◆ What is needed
The entries below contain a stretch that opens with the line containing "trace: man's face" and closes with the line containing "trace: skin texture"; set down that stretch exactly, both ends included, and nothing else.

(Dataset items)
-- Opening Marker --

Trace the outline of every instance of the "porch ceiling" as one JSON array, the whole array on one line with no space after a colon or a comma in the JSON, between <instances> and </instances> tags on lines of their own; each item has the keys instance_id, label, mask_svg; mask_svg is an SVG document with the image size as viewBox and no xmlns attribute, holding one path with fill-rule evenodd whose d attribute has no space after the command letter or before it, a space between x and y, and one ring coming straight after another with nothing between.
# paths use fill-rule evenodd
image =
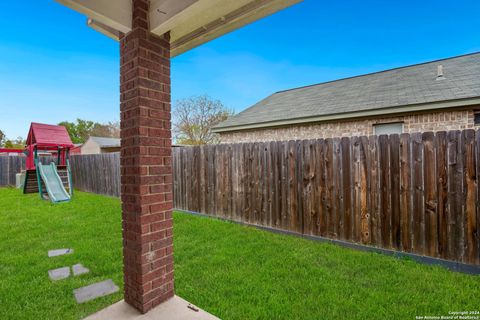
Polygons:
<instances>
[{"instance_id":1,"label":"porch ceiling","mask_svg":"<svg viewBox=\"0 0 480 320\"><path fill-rule=\"evenodd\" d=\"M131 0L56 0L118 40L131 30ZM151 0L150 31L170 31L172 57L302 0Z\"/></svg>"}]
</instances>

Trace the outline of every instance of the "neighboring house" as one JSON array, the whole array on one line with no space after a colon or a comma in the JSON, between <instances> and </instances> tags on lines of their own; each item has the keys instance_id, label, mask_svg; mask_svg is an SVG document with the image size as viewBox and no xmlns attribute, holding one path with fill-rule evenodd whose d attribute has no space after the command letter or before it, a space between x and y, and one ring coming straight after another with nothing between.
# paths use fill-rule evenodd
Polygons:
<instances>
[{"instance_id":1,"label":"neighboring house","mask_svg":"<svg viewBox=\"0 0 480 320\"><path fill-rule=\"evenodd\" d=\"M74 143L73 148L70 149L70 154L81 154L82 153L82 145L81 143Z\"/></svg>"},{"instance_id":2,"label":"neighboring house","mask_svg":"<svg viewBox=\"0 0 480 320\"><path fill-rule=\"evenodd\" d=\"M81 146L82 154L98 154L120 151L120 139L105 137L90 137Z\"/></svg>"},{"instance_id":3,"label":"neighboring house","mask_svg":"<svg viewBox=\"0 0 480 320\"><path fill-rule=\"evenodd\" d=\"M220 123L222 143L480 125L480 53L277 92Z\"/></svg>"}]
</instances>

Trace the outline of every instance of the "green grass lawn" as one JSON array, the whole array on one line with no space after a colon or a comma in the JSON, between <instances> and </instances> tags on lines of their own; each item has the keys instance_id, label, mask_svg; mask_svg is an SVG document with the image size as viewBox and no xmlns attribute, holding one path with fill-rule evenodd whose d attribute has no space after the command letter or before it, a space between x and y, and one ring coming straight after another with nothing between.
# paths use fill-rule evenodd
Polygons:
<instances>
[{"instance_id":1,"label":"green grass lawn","mask_svg":"<svg viewBox=\"0 0 480 320\"><path fill-rule=\"evenodd\" d=\"M177 295L223 319L414 319L480 309L480 277L176 213ZM122 298L77 305L72 290L122 284L120 203L77 192L53 205L0 189L0 319L79 319ZM48 258L54 248L72 255ZM49 269L90 274L51 282Z\"/></svg>"}]
</instances>

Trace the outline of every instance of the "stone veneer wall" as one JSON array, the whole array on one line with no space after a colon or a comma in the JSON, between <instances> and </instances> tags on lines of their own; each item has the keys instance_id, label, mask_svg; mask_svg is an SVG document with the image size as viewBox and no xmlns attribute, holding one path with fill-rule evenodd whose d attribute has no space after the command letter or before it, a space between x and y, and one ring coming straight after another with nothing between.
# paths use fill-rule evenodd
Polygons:
<instances>
[{"instance_id":1,"label":"stone veneer wall","mask_svg":"<svg viewBox=\"0 0 480 320\"><path fill-rule=\"evenodd\" d=\"M448 111L412 114L385 118L324 122L309 125L225 132L222 143L284 141L334 137L370 136L373 126L380 123L403 122L405 133L448 131L474 128L474 111Z\"/></svg>"}]
</instances>

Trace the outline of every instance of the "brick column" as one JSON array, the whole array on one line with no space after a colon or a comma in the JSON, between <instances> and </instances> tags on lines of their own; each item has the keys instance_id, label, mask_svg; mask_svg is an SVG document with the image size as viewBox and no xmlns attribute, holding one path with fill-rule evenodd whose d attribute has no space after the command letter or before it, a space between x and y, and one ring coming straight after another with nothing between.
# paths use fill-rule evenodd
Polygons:
<instances>
[{"instance_id":1,"label":"brick column","mask_svg":"<svg viewBox=\"0 0 480 320\"><path fill-rule=\"evenodd\" d=\"M148 0L133 0L120 39L125 301L145 313L173 291L169 34L149 32Z\"/></svg>"}]
</instances>

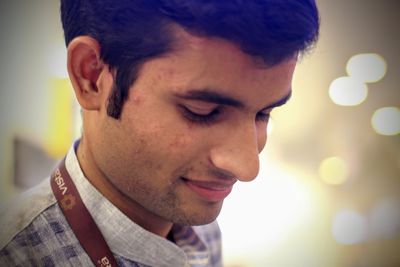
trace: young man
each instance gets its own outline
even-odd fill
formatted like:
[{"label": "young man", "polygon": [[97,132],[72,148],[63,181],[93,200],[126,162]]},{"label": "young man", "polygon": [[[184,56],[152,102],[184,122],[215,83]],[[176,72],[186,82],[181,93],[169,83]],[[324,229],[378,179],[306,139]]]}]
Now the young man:
[{"label": "young man", "polygon": [[2,215],[1,266],[221,266],[215,222],[258,173],[318,35],[313,0],[62,0],[83,133]]}]

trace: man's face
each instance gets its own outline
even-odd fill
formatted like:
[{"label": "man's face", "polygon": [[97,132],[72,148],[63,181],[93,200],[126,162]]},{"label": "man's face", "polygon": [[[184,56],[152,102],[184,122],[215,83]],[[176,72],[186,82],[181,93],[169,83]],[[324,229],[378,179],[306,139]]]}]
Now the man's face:
[{"label": "man's face", "polygon": [[[120,120],[104,101],[85,141],[139,217],[206,224],[237,180],[257,175],[268,114],[290,94],[296,60],[266,68],[220,39],[179,40],[143,65]],[[98,86],[111,90],[111,73],[102,75]]]}]

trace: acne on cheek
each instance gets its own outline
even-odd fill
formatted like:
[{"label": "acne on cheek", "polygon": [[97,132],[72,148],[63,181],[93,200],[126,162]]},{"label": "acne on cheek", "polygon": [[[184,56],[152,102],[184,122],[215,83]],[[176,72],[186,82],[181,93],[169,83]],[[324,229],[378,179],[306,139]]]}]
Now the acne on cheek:
[{"label": "acne on cheek", "polygon": [[130,97],[132,104],[140,105],[143,102],[143,96],[139,95],[138,93],[132,92],[132,96]]},{"label": "acne on cheek", "polygon": [[176,136],[169,143],[168,148],[170,151],[180,150],[182,147],[186,147],[188,144],[188,138],[185,136]]}]

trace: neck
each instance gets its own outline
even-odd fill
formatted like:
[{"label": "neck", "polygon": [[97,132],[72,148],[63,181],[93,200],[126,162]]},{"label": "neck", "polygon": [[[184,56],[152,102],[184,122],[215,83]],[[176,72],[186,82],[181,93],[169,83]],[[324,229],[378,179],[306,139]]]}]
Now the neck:
[{"label": "neck", "polygon": [[76,154],[84,176],[105,198],[142,228],[161,237],[167,237],[172,223],[146,210],[115,188],[98,168],[83,139],[78,145]]}]

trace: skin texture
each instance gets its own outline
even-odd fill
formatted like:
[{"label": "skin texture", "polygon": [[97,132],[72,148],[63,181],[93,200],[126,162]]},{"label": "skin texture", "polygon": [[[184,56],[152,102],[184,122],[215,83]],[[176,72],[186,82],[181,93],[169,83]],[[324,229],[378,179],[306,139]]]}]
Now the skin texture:
[{"label": "skin texture", "polygon": [[177,36],[177,49],[143,65],[119,120],[107,115],[114,79],[99,44],[83,36],[68,47],[83,109],[83,172],[129,218],[164,237],[173,223],[213,221],[233,184],[256,177],[266,107],[290,93],[296,65],[267,68],[227,41]]}]

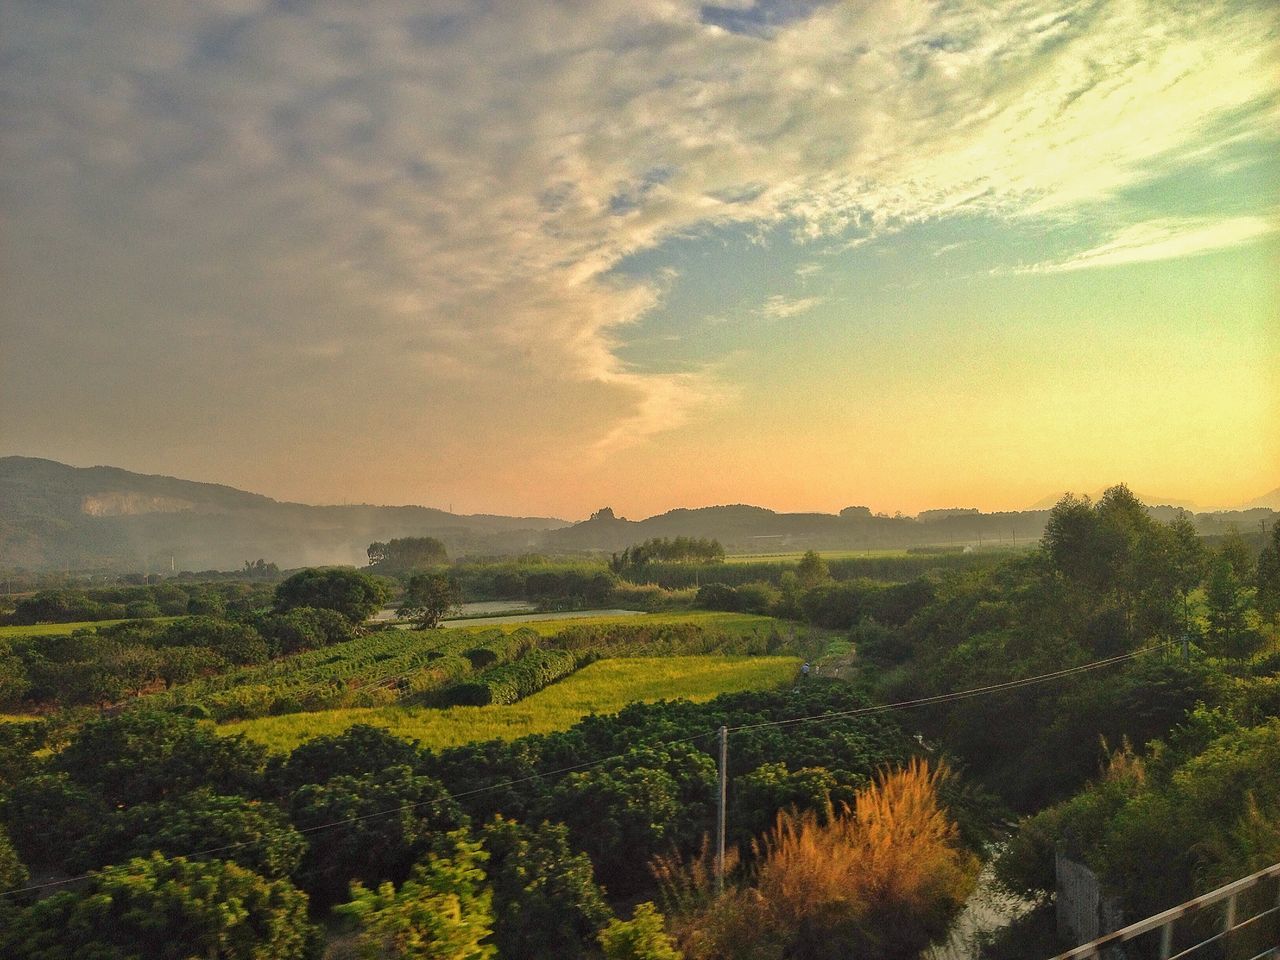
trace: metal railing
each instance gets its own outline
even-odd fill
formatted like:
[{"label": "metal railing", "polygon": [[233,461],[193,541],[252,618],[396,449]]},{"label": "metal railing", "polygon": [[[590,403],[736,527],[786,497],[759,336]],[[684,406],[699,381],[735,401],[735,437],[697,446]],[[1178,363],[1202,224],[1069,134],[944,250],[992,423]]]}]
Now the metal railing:
[{"label": "metal railing", "polygon": [[[1127,927],[1108,933],[1104,937],[1097,940],[1091,940],[1086,944],[1076,947],[1074,950],[1068,950],[1066,953],[1060,953],[1053,960],[1088,960],[1091,957],[1103,956],[1103,951],[1111,947],[1116,947],[1122,943],[1127,943],[1137,937],[1147,933],[1160,933],[1160,960],[1181,960],[1181,958],[1189,957],[1201,947],[1207,947],[1211,943],[1225,940],[1238,930],[1251,927],[1265,917],[1280,914],[1280,884],[1277,884],[1276,897],[1270,907],[1259,910],[1256,913],[1245,917],[1243,920],[1238,915],[1238,906],[1240,903],[1240,895],[1248,890],[1252,890],[1259,884],[1268,880],[1275,879],[1280,881],[1280,863],[1273,864],[1257,873],[1250,874],[1247,877],[1241,877],[1239,880],[1228,883],[1226,886],[1219,887],[1210,893],[1196,897],[1194,900],[1188,900],[1186,903],[1180,903],[1176,907],[1165,910],[1163,913],[1157,913],[1153,917],[1146,920],[1140,920],[1137,923],[1131,923]],[[1226,909],[1223,913],[1222,927],[1217,933],[1214,933],[1198,943],[1194,943],[1189,947],[1180,950],[1178,953],[1173,952],[1173,933],[1174,924],[1177,921],[1204,910],[1206,907],[1212,907],[1215,904],[1224,903]],[[1249,960],[1280,960],[1280,943],[1267,947],[1262,953],[1257,954]]]}]

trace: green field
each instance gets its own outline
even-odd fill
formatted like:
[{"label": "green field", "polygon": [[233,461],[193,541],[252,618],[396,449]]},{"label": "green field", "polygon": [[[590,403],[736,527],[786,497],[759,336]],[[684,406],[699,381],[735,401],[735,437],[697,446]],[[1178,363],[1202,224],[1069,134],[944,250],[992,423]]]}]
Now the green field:
[{"label": "green field", "polygon": [[533,630],[541,637],[553,637],[570,627],[651,627],[658,625],[677,625],[692,623],[707,630],[719,630],[732,637],[749,637],[753,633],[769,633],[783,626],[773,617],[757,616],[754,613],[720,613],[715,610],[690,610],[685,613],[639,613],[629,617],[577,617],[563,620],[528,620],[522,623],[494,623],[488,625],[474,624],[468,627],[450,627],[441,624],[445,630],[505,630],[510,633],[524,627]]},{"label": "green field", "polygon": [[791,680],[799,663],[796,657],[717,655],[600,660],[510,706],[326,710],[228,723],[218,729],[287,751],[311,737],[367,723],[438,749],[564,730],[588,714],[614,713],[636,701],[700,701],[721,693],[769,689]]},{"label": "green field", "polygon": [[[818,550],[824,560],[844,560],[849,557],[905,557],[906,547],[887,550]],[[725,563],[799,563],[805,555],[804,550],[783,550],[778,553],[732,553],[724,558]]]},{"label": "green field", "polygon": [[[124,620],[81,620],[76,623],[35,623],[29,627],[0,627],[0,639],[4,637],[51,637],[59,633],[73,633],[76,630],[97,630],[99,627],[110,627],[117,623],[127,623],[129,619]],[[177,620],[178,617],[152,617],[153,623],[168,623],[170,620]]]}]

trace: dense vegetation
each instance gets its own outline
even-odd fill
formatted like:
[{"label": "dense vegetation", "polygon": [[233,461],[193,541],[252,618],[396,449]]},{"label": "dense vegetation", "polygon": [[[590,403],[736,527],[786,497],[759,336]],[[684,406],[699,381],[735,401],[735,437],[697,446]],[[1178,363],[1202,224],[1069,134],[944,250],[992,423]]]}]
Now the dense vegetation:
[{"label": "dense vegetation", "polygon": [[[1280,531],[1260,551],[1206,542],[1117,487],[1065,498],[1039,549],[1002,557],[640,555],[621,576],[532,558],[415,567],[398,584],[306,570],[270,595],[206,587],[227,599],[199,616],[0,640],[0,705],[48,713],[0,724],[0,887],[90,874],[39,902],[0,896],[0,957],[127,956],[122,938],[162,936],[130,927],[149,910],[219,956],[316,957],[327,936],[334,951],[408,956],[415,942],[450,960],[908,960],[945,934],[1017,817],[1003,884],[1043,901],[1064,853],[1134,917],[1280,860]],[[468,598],[717,612],[363,624],[445,570]],[[695,590],[670,589],[677,570]],[[851,646],[858,675],[835,679],[824,668],[847,667]],[[199,719],[405,704],[473,711],[474,736],[593,661],[778,653],[820,675],[518,739],[458,743],[455,724],[431,749],[326,713],[316,724],[341,733],[271,754]],[[946,700],[979,687],[996,689]],[[123,709],[53,711],[77,704]],[[732,869],[718,893],[706,836],[722,724]],[[210,891],[235,908],[215,915]]]},{"label": "dense vegetation", "polygon": [[[36,929],[43,939],[33,942],[47,943],[49,956],[110,949],[119,942],[110,938],[130,935],[127,925],[49,920],[99,911],[114,922],[113,911],[142,902],[122,899],[134,895],[127,891],[153,883],[173,904],[148,935],[180,930],[193,938],[184,946],[199,951],[219,938],[236,942],[237,924],[248,924],[259,936],[275,931],[272,955],[314,956],[306,951],[318,949],[316,935],[298,906],[308,900],[313,917],[350,901],[339,914],[361,938],[383,936],[403,921],[399,911],[430,927],[437,921],[423,898],[406,894],[421,888],[471,903],[474,910],[447,915],[477,938],[491,932],[512,950],[543,944],[533,956],[588,956],[612,919],[597,883],[613,898],[654,891],[650,859],[701,848],[715,783],[709,734],[718,725],[863,703],[844,684],[814,682],[701,705],[635,706],[560,734],[438,753],[357,727],[268,757],[190,718],[138,710],[91,721],[37,756],[43,737],[25,725],[25,741],[14,734],[7,742],[21,763],[5,765],[11,779],[0,806],[18,858],[46,874],[94,872],[50,900],[7,898],[13,916],[0,956],[17,955]],[[743,784],[742,822],[768,823],[787,802],[815,800],[807,784],[819,769],[834,790],[852,792],[916,749],[886,718],[804,724],[786,736],[743,731],[730,770],[735,796]],[[746,789],[761,768],[778,789]],[[792,780],[798,789],[787,788]],[[220,852],[199,852],[213,847]],[[150,851],[175,859],[148,860]],[[150,876],[157,879],[131,879]],[[202,906],[210,894],[200,891],[257,906],[210,916]],[[203,919],[188,923],[188,915]]]}]

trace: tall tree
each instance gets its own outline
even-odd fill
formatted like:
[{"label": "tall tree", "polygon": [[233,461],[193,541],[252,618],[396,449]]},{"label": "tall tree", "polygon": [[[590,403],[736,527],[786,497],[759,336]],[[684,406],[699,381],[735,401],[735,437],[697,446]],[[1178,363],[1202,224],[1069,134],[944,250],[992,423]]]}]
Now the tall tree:
[{"label": "tall tree", "polygon": [[462,606],[462,588],[443,573],[415,573],[404,589],[400,618],[412,620],[419,630],[434,630],[440,621]]},{"label": "tall tree", "polygon": [[1280,519],[1271,524],[1271,540],[1258,554],[1258,611],[1280,616]]},{"label": "tall tree", "polygon": [[300,570],[276,587],[276,611],[296,607],[337,610],[360,623],[387,602],[390,591],[368,574],[345,567]]}]

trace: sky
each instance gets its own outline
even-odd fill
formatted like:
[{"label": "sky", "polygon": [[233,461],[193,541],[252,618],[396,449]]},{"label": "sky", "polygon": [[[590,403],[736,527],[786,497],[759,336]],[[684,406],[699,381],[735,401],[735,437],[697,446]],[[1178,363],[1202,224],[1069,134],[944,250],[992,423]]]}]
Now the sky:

-- Closing Marker --

◆ Solution below
trace: man's face
each instance gets its own outline
even-odd fill
formatted like:
[{"label": "man's face", "polygon": [[97,132],[72,148],[63,181],[93,200],[126,162]]},{"label": "man's face", "polygon": [[[184,56],[152,102],[184,122],[215,83]],[[176,72],[186,82],[181,93],[169,83]],[[324,229],[378,179],[306,139]]]}]
Now the man's face:
[{"label": "man's face", "polygon": [[[120,120],[104,101],[85,141],[139,217],[206,224],[237,180],[257,175],[268,114],[290,94],[296,60],[266,68],[220,39],[179,40],[143,65]],[[98,86],[111,90],[111,73],[102,75]]]}]

trace: acne on cheek
each instance gets its own outline
even-odd fill
formatted like:
[{"label": "acne on cheek", "polygon": [[97,132],[72,148],[63,181],[93,200],[126,162]]},{"label": "acne on cheek", "polygon": [[[184,56],[152,102],[184,122],[215,83]],[[176,72],[186,82],[181,93],[169,83]],[[324,229],[378,179],[306,139]]]}]
Now the acne on cheek:
[{"label": "acne on cheek", "polygon": [[130,97],[132,104],[140,105],[143,102],[143,96],[139,95],[138,93],[132,92],[132,96]]},{"label": "acne on cheek", "polygon": [[176,136],[169,143],[168,148],[170,151],[180,150],[182,147],[186,147],[188,144],[188,138],[185,136]]}]

trace: neck
each instance gets its own outline
even-odd fill
formatted like:
[{"label": "neck", "polygon": [[97,132],[72,148],[63,181],[93,200],[126,162]]},{"label": "neck", "polygon": [[[184,56],[152,102],[184,122],[215,83]],[[176,72],[186,82],[181,93],[169,83]],[[324,229],[378,179],[306,139]]]}]
Now the neck:
[{"label": "neck", "polygon": [[76,154],[84,176],[105,198],[142,228],[161,237],[167,237],[172,223],[146,210],[115,188],[98,168],[83,139],[78,145]]}]

trace: skin texture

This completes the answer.